§ **Given task**
Return, character for character, the lines from the one containing "point: man's hand on desk" through the one containing "column 460, row 401", with both of those lines included.

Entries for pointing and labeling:
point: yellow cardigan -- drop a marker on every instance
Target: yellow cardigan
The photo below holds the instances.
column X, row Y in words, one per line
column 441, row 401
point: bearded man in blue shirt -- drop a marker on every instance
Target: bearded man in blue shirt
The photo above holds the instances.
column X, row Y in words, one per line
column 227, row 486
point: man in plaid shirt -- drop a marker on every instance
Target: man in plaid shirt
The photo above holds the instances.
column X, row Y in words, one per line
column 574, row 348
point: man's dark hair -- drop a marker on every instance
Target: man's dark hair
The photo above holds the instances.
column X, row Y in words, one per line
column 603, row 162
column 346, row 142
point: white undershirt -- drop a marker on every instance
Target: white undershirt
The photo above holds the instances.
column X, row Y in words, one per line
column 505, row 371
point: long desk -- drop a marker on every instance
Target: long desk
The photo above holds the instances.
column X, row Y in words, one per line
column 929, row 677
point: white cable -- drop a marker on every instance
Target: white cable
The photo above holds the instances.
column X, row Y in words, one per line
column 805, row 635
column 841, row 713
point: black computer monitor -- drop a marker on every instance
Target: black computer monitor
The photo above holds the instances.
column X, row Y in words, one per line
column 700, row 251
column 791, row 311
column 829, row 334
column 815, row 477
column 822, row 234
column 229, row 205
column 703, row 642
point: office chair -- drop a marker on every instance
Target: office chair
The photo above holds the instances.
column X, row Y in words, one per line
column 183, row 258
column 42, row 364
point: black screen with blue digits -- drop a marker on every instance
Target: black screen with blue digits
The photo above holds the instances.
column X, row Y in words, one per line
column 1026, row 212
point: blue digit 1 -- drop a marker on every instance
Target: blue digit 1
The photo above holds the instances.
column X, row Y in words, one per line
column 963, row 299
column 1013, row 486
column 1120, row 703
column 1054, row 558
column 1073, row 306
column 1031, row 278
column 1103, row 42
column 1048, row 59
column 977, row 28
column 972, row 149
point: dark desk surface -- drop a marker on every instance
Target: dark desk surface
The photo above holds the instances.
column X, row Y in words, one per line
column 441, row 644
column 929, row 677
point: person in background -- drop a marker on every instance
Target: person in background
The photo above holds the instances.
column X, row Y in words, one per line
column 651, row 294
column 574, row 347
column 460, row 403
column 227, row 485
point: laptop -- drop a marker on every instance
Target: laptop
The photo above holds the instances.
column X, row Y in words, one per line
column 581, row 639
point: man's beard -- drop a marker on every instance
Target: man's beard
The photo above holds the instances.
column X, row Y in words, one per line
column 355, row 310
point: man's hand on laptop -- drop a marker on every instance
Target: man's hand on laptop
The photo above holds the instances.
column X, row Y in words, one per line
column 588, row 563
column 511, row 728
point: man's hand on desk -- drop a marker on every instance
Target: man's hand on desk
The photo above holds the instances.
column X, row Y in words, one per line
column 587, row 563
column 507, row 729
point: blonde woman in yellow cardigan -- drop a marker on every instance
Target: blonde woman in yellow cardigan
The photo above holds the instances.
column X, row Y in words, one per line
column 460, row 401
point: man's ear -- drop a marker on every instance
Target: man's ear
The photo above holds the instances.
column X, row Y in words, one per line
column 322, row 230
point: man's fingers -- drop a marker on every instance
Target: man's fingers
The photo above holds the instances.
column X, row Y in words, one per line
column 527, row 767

§ **Exercise solution**
point: man's hand on desk -- drop a marker on every instance
Target: man's hand on desk
The photo above holds the instances.
column X, row Y in words, one per line
column 587, row 563
column 507, row 729
point: blonde woman in yellow cardigan -- drop a marker on every instance
Target: blonde woman in yellow cardigan
The photo above holds the instances.
column X, row Y in words, one per line
column 460, row 401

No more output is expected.